● **Reading text**
To control for possible biases in the counting of convergent replacements due to branch length variation, we tested whether reference branch lengths in the three photosynthesis types C4:C4, C3:C4 and C3:C3 were different (Table S2). We found no significant difference among types (P > 0.5 for each of the three pairwise comparisons, Mann–Whitney U test). We performed the same test only on branches with convergent and non-convergent replacements and found no significant difference between categories (P > 0.5, Mann–Whitney U test; Table S2). Therefore, branch length variation between the three types is not expected to affect our results.

Among the C4 reference branches, several individual sites showed high contrast in the number of branches involved in convergent and non-convergent replacements (Fig. 3, Tables S3 and S4). For example, seven C4 branches (54%) shared the H18Q replacement in the product of ndhH, with no non-convergent replacements. Six, five, and four C4 branches (46%, 38%, and 31%) showed convergent replacements at three sites in the RbcL protein (V101I, M309I, and A328S, respectively). Furthermore, six C4 branches shared the S25G replacement in the product of ndhI and four L204F changes in the protein encoded by matK. In all these cases, there were no other convergent or non-convergent replacements in C3:C3 or C3:C4 branch comparisons, except for one H18Q change in NdhH in a C3:C3 branch. Two sites with convergent replacements in the proteins encoded by ndhF (L557F) and rpoC2 (H875Y) were found uniquely in C3:C3 pairs, and only one site in the protein Rps3 showed convergence independently in C4:C4 and C3:C3 pairs (Fig. 3).

Table 1:
Numbers of amino acid sites and genes with convergent and non-convergent replacements in reference branch comparisons.
Comparisons were made between pairs of C4:C4, C3:C3 and C3:C4 branches. Numbers of replacements unique to a given category (*), and the corresponding ratios Con:NC (Ratio). Differences between the C3:C3 and C4:C4 categories are not statistically significant (P ≥ 0.05, Boschloos test).
  C4:C4 C3:C4 C3:C3
  Con NC Ratio Con NC Ratio Con NC Ratio
Sites 104 96 1.08 120 121 0.99 34 39 0.87
Sites* 80 64 1.25 82 69 1.19 17 16 1.06
Genes 24 23 1.04 26 32 0.81 13 17 0.76
Genes* 24 20 1.2 25 29 0.86 9 10 0.9
DOI: 10.7717/peerj.12791/table-1

Notes:

Con

convergent

NC

non-convergent

We then searched for convergent replacements that occurred along more than two C4 branches at sites that remained otherwise conserved in C3 and C4 lineages, arguing that such changes could result from selective pressure rather than drift. We identified twelve C4-specific convergent sites in proteins from 7 genes: matK, ndhF, ndhG, ndhI, rbcL, rpoC1 and rpoC2 (Table S4). Five of these sites were found in RbcL, whereas two sites were identified in NdhI. We also observed two convergent sites NdhF and one in RpoC2 that were uniquely found in three C3 branches.

● **Provided information**
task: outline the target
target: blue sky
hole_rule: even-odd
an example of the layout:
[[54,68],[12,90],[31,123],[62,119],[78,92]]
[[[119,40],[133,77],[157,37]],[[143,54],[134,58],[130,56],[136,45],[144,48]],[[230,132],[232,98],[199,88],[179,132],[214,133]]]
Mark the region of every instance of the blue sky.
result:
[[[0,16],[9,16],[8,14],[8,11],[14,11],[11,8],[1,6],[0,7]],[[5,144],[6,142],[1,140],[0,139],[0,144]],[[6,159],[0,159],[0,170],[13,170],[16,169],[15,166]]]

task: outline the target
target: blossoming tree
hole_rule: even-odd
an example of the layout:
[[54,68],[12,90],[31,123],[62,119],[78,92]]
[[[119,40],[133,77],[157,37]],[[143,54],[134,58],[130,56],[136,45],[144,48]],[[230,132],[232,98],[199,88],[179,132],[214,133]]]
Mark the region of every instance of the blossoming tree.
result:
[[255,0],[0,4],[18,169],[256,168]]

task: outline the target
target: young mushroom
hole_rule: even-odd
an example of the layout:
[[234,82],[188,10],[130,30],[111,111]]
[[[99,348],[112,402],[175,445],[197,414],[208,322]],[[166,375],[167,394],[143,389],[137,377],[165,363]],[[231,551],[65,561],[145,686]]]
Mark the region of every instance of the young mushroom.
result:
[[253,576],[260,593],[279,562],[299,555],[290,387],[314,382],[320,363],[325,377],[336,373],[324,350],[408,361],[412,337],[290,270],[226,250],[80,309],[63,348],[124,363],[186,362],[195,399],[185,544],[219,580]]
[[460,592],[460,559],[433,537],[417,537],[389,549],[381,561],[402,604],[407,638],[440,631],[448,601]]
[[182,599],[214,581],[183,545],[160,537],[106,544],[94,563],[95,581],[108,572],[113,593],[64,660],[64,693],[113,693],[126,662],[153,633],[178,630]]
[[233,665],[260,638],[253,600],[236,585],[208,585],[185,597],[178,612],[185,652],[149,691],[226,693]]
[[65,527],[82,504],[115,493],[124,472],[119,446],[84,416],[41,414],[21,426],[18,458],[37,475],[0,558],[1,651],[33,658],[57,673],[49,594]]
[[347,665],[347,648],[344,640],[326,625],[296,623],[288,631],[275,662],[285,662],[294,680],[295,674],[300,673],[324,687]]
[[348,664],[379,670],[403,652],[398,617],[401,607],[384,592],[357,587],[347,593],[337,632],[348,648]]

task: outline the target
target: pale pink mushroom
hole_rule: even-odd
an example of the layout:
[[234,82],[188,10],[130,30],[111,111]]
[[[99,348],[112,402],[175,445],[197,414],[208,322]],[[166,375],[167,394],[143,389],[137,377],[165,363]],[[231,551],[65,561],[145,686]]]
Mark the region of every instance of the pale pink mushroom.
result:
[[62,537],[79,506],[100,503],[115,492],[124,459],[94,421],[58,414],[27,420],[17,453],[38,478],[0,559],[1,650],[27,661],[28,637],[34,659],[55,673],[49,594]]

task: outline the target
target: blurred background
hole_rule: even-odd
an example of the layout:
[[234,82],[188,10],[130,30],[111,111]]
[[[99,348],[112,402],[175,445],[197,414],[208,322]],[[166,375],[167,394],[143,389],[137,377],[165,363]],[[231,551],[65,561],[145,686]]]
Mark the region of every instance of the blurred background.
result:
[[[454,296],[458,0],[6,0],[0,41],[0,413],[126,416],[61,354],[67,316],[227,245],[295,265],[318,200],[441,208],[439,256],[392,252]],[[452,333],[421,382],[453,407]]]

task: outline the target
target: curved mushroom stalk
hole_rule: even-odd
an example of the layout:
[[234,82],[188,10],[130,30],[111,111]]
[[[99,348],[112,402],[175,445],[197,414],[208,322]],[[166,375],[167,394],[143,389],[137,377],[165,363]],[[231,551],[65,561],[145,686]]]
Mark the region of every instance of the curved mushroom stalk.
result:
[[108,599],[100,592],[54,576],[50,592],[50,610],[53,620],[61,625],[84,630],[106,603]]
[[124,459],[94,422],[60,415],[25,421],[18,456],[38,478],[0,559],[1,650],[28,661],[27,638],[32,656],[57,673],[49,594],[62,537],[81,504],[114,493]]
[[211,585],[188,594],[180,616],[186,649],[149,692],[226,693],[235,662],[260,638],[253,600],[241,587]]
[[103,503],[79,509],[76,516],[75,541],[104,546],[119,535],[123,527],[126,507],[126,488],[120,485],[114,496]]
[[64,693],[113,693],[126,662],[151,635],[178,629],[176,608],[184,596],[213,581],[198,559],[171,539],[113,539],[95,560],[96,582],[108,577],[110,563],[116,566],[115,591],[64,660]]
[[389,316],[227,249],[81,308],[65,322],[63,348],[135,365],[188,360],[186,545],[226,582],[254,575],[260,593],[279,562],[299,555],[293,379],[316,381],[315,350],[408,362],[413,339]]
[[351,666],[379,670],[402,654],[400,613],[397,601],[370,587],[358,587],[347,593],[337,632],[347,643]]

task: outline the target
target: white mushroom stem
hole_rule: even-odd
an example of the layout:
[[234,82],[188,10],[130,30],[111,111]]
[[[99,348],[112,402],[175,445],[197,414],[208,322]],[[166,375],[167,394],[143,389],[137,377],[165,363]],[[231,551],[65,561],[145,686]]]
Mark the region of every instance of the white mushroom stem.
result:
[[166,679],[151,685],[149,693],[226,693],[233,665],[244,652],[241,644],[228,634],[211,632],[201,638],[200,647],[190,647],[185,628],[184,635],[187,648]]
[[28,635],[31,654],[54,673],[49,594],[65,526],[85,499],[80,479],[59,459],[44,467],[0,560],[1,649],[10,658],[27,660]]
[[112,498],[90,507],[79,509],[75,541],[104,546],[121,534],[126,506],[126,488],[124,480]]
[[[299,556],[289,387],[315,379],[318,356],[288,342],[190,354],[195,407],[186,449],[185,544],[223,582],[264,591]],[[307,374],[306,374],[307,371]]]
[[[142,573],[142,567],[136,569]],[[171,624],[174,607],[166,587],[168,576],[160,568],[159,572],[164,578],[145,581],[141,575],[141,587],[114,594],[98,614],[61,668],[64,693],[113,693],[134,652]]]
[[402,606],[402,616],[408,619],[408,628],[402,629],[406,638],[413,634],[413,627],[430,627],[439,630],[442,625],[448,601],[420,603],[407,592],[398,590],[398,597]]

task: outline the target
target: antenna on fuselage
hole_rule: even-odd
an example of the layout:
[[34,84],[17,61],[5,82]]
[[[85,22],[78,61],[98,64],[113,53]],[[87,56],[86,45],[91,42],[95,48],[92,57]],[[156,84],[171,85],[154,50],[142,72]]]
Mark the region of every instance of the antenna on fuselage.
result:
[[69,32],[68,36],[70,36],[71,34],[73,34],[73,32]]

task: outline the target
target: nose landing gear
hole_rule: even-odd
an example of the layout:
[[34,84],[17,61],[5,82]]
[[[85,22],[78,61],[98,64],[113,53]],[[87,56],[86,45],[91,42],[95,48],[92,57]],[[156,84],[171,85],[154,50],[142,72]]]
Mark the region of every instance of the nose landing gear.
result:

● **Exercises to complete**
- A) In the text about convergent amino acid replacements in C4 and C3 plant lineages, how many C4 branches shared the H18Q replacement in the product of ndhH?
- B) Carry on the text about convergent amino acid replacements in C4 and C3 plant lineages, starting right after its final sentence.

● **Exercise answers**
- A) Seven C4 branches (54%).

- B)
Molecular convergence in individual chloroplast proteins

Convergent and non-convergent amino acid replacements were detected in the products of 45 chloroplast genes, thirteen of which had at least one site with four or more replacements (Fig. 4, Tables 1 and S3). Twenty-four genes had convergent changes in C4:C4, 26 in C3:C4, and 13 in C3:C3 types of pairs (Table 1). Although the convergent/ non-convergent replacement ratio was higher in C4:C4 pairs than C3:C4 and C3:C3 pairs, the differences between the three photosynthesis types were not statistically significant (P ≥ 0.05, Boschloo’s test; Table 1). The lack of replacements was the single most common state for chloroplast proteins across photosynthesis types; however, in C4:C4 there were more genes with a higher number of convergent vs. non-convergent replacements (Fig. 4 and Table S5).

Distribution of convergent and non-convergent amino acid replacements in pairs of reference branches.

Figure 4: Distribution of convergent and non-convergent amino acid replacements in pairs of reference branches.

(A) C4:C4 pairs. (B) C3:C3 pairs. (C) C3:C4 pairs. NC: non-convergent.

Overall, 26 proteins showed a higher number of convergent vs. non-convergent sites, of which 16, 13 and 10 were found in C4:C4, C3:C4 and C3:C3 pairs, respectively (Fig. 5 and Table S5). We found statistically significant differences in the number of convergent vs. non-convergent replacements between C4:C4 and C3:C4 pairs, but not C3:C3 pairs, in the products of the genes rbcL, rpoC1 and rpoC2 (P < 0.05, Boschloo’s test; Table S5). In RbcL and RpoC1, C4:C4 pairs shared much higher proportion of convergent vs. non-convergent replacements, whereas the opposite was true in RpoC2. RpoC1 was also the only protein showing more convergent than non-convergent replacements in C4:C4 pairs compared to C3:C3 and C3:C4 pairs. In C4:C4 pairs, RpoC1 shared 4 convergent and 1 non-convergent replacement, compared to 1 and 2 in C3:C3 pairs and 1 and 5 in C3:C4 pairs, respectively. Additionally, the proteins NdhG, NdhI, PsaI, RpoA, Rps4 and Rps11 exhibited convergent replacements only in C4:C4 pairs (Table S5). When considering the number of affected sites rather than the number of replacements, no genes showed a significantly different pattern between photosynthesis types (P ≥ 0.05, Boschloo’s test; Table S5).

Amino acid replacements in chloroplast proteins with more convergent than non-convergent changes.

Figure 5: Amino acid replacements in chloroplast proteins with more convergent than non-convergent changes.

Twenty-six chloroplast proteins with more convergent than non- convergent changes in C4:C4, C3:C4 and C3:C3 pairs.

The proteins encoded by matK, rpoC2 and ndhF shared much higher numbers of both convergent and non-convergent replacements than other chloroplast proteins across all photosynthesis type comparisons (Table S5). Both matK and ndhF are known to be rapidly evolving and have been consistently used in low taxonomic level phylogenetic studies in flowering plants (Patterson & Givnish, 2002; Barthet & Hilu, 2008). The gene rpoC2 has also been recently described as a useful phylogenetic marker in angiosperms (Walker et al., 2019).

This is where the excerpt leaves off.